What you are asked to do:
Keep only the lines of the listing below that contain the string "pine", and copy each one unchanged.

Data shown:

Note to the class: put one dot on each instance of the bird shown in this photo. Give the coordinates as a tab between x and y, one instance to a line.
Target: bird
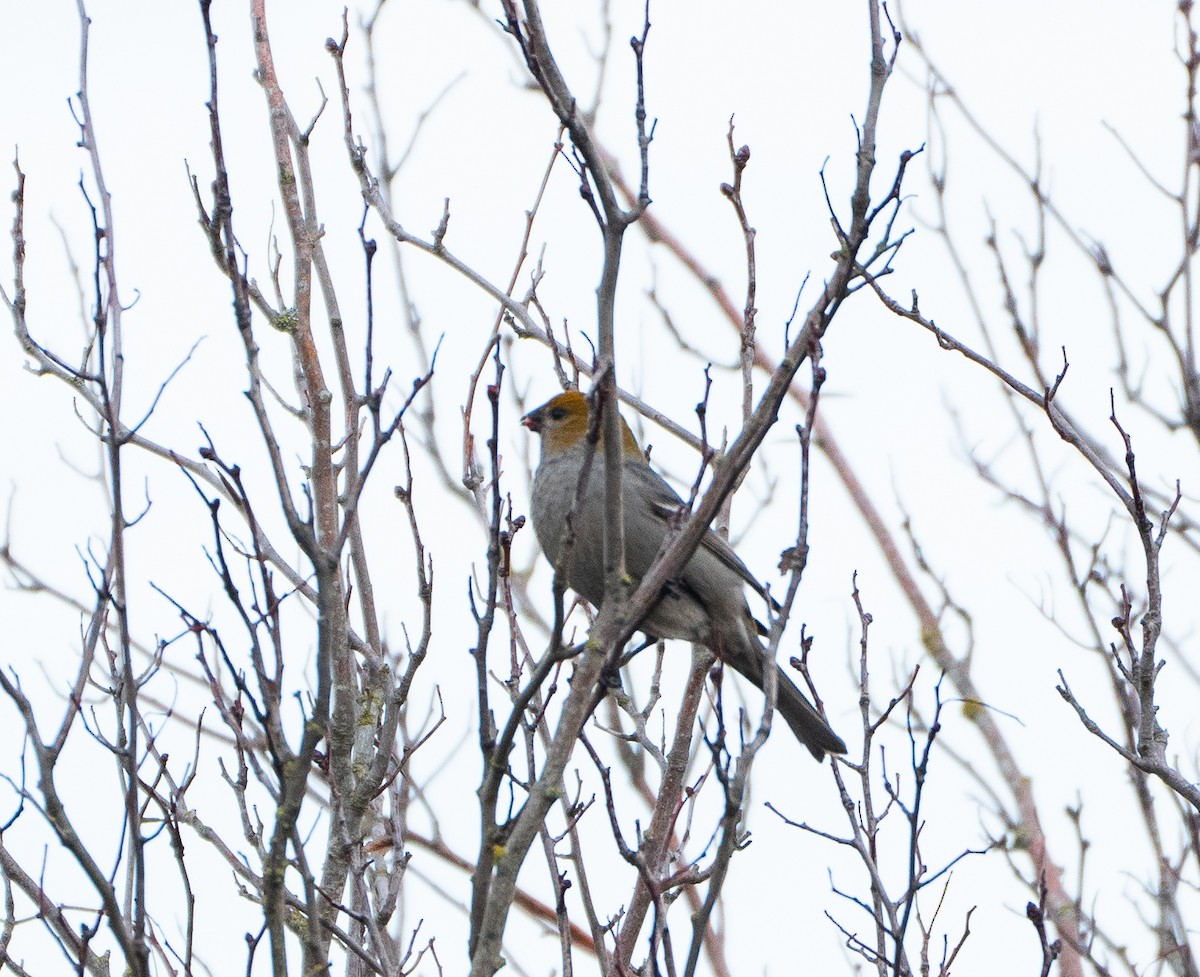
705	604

==

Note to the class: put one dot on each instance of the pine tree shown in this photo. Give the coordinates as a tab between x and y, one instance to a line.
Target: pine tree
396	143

Response to the task:
Note to the class: put one dot on each instance of the pine tree shown in this photo. Give the coordinates as a tab between x and y, one instance to a line.
Target: pine tree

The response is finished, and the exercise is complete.